Prompt: In the text about the TV series Lupin, how many households watched the show during its first month?

Text passage:
☆ ☆ ☆ ☆ ☆ ☆ ☆
Lupin is a French mystery thriller streaming television series created by George Kay and François Uzan that premiered on Netflix on 8 January 2021. The series consists of ten episodes, with the first five released in January 2021 and the remainder on 11 June 2021. Netflix has renewed Lupin for a third part.

The show stars Omar Sy in the role of Assane Diop, a man who is inspired by the adventures of master thief Arsène Lupin, a character created by Maurice Leblanc in the early 1900s. The first part, consisting of five episodes, is subtitled Dans l'ombre d'Arsène (In the Shadow of Arsène), referring to the primary character's inspiration. The series was watched by 70 million households during its first month, becoming the most-watched non-English series on Netflix at the time.

Synopsis
The story follows professional thief Assane Diop, the only son of an immigrant from Senegal who had come to France to seek a better life for his child. Assane's father is framed for the theft of an expensive diamond necklace by his employer, the wealthy and powerful Hubert Pellegrini, and hangs himself in his prison cell out of shame, leaving the teenage Assane an orphan. Twenty-five years later, inspired by a book about gentleman thief Arsène Lupin his father had given him on his birthday, Assane sets out to get revenge on the Pellegrini family, using his charisma and mastery of thievery, subterfuge, and disguise to expose Hubert's crimes.

Cast and characters

Main
 Omar Sy as Assane Diop, a gentleman thief who styles himself after Arsène Lupin and vows to avenge his father's death.
 Mamadou Haidara as young Assane Diop
 Ludivine Sagnier as Claire, Assane's estranged wife and the mother of his child, of whom she has full custody.
 Ludmilla Makowski as young Claire
 Clotilde Hesme as Juliette Pellegrini, the daughter of wealthy entrepreneur Hubert Pellegrini.
 Léa Bonneau as young Juliette Pellegrini
 Nicole Garcia as Anne Pellegrini, Hubert's wife.
 Hervé Pierre as Hubert Pellegrini, an unscrupulous business tycoon who once employed Assane's father, Babakar.
 Antoine Gouy as Benjamin Ferel, Assane's best friend from his school days, who currently works as an antiquarian.
☆ ☆ ☆ ☆ ☆ ☆ ☆
Data supplied:
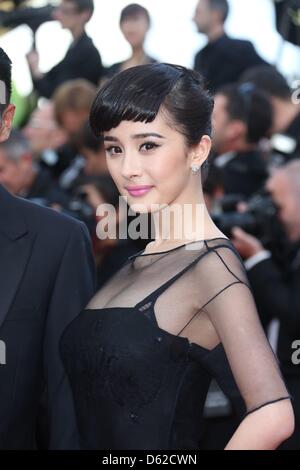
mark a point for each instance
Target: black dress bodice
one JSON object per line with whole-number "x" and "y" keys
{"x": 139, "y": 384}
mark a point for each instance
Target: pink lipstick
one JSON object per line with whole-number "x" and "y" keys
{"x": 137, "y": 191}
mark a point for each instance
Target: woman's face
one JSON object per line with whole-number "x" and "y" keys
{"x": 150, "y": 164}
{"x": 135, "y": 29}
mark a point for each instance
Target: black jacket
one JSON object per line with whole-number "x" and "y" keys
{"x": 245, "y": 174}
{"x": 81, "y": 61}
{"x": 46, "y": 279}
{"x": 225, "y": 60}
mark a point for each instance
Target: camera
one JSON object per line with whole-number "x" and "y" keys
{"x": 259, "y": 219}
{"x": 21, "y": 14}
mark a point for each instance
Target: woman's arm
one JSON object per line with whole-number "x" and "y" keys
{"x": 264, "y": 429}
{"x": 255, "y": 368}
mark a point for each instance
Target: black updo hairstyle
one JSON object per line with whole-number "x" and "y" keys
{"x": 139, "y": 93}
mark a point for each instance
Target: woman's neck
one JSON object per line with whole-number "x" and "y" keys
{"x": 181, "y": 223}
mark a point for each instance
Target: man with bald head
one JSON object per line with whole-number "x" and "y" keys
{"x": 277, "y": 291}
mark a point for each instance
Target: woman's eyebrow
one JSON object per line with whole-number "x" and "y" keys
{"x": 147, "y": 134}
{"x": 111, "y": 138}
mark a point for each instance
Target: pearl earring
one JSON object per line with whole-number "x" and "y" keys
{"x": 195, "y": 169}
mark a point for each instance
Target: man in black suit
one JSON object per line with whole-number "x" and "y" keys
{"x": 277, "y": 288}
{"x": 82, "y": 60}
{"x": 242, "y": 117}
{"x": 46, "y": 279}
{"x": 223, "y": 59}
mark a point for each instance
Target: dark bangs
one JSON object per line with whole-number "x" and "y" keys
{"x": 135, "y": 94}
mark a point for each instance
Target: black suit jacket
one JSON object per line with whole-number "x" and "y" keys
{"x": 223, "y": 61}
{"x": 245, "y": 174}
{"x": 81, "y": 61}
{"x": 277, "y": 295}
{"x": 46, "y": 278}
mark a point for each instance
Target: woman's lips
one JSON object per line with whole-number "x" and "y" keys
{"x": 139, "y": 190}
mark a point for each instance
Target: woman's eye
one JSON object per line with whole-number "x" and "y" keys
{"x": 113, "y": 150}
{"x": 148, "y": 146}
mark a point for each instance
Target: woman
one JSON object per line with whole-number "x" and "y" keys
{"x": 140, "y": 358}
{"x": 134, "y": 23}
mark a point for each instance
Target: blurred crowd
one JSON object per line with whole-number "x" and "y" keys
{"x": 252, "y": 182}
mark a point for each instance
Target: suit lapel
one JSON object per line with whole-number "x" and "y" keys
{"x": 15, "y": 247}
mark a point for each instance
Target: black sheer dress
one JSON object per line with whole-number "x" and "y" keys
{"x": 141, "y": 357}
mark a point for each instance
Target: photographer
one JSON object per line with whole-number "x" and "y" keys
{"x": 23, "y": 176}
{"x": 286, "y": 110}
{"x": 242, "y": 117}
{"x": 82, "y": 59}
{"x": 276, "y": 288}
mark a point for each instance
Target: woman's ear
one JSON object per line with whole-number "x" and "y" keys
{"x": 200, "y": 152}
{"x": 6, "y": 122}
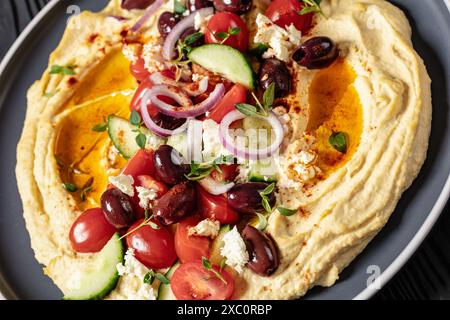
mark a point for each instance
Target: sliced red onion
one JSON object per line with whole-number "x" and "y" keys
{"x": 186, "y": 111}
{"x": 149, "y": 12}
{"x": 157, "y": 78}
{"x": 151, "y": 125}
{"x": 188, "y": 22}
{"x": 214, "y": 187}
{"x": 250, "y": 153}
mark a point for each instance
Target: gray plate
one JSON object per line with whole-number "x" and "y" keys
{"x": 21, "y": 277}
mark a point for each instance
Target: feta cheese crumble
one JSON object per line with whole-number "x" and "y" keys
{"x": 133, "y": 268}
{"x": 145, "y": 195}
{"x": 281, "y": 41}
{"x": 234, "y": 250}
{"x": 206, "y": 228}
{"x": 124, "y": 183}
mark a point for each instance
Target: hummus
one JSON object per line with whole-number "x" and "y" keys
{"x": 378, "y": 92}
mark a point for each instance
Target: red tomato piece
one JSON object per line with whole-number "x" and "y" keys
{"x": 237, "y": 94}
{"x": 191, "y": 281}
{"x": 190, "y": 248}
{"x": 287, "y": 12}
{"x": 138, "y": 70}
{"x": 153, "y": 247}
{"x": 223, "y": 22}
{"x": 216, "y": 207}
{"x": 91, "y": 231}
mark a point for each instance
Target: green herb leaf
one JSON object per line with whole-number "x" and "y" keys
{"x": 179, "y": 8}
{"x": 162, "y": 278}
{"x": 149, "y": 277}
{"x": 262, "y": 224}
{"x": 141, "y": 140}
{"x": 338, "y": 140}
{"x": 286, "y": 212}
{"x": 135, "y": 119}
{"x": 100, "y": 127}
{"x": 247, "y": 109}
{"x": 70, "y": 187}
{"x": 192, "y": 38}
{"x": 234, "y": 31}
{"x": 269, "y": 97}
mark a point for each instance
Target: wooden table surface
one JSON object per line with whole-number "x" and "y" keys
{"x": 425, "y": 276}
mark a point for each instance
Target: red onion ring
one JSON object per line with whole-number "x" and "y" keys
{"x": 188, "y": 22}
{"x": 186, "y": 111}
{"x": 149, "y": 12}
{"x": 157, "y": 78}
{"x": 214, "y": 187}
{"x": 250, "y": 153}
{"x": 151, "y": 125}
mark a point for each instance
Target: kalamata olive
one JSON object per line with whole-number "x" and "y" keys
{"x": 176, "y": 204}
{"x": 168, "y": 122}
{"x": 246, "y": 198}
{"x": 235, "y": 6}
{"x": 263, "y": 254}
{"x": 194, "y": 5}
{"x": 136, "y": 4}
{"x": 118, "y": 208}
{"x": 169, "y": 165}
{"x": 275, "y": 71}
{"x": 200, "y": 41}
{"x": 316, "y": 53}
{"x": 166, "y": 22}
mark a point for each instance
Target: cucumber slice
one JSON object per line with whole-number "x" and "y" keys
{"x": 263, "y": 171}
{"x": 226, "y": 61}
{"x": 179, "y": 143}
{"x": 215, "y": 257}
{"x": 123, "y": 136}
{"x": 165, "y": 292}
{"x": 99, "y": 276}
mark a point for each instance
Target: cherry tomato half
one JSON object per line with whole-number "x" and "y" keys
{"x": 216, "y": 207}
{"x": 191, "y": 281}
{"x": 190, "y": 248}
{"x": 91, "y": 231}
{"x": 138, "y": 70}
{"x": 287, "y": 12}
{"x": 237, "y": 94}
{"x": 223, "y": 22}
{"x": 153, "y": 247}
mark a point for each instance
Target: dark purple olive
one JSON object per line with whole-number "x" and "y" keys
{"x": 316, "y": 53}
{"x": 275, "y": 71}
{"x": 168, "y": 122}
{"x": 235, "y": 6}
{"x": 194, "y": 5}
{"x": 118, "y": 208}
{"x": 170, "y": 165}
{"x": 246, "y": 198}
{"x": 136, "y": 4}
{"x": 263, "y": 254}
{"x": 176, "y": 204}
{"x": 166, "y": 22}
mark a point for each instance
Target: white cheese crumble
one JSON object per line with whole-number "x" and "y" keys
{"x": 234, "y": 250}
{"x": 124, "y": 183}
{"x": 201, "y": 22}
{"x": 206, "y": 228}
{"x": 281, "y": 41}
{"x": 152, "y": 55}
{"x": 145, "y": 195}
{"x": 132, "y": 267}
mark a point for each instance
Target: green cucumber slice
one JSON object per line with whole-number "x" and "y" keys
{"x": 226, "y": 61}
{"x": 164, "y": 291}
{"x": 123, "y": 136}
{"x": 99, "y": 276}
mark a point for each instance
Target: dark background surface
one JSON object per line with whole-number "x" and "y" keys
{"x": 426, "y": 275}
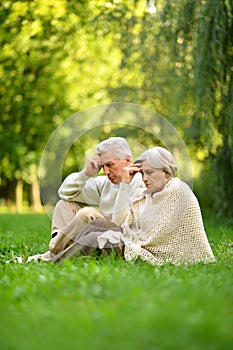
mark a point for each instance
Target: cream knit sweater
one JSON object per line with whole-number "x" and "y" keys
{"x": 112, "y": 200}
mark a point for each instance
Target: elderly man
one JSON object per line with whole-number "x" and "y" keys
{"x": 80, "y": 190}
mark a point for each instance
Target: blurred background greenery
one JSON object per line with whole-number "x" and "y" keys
☆ ☆ ☆ ☆ ☆ ☆ ☆
Answer to this problem: 70 million households.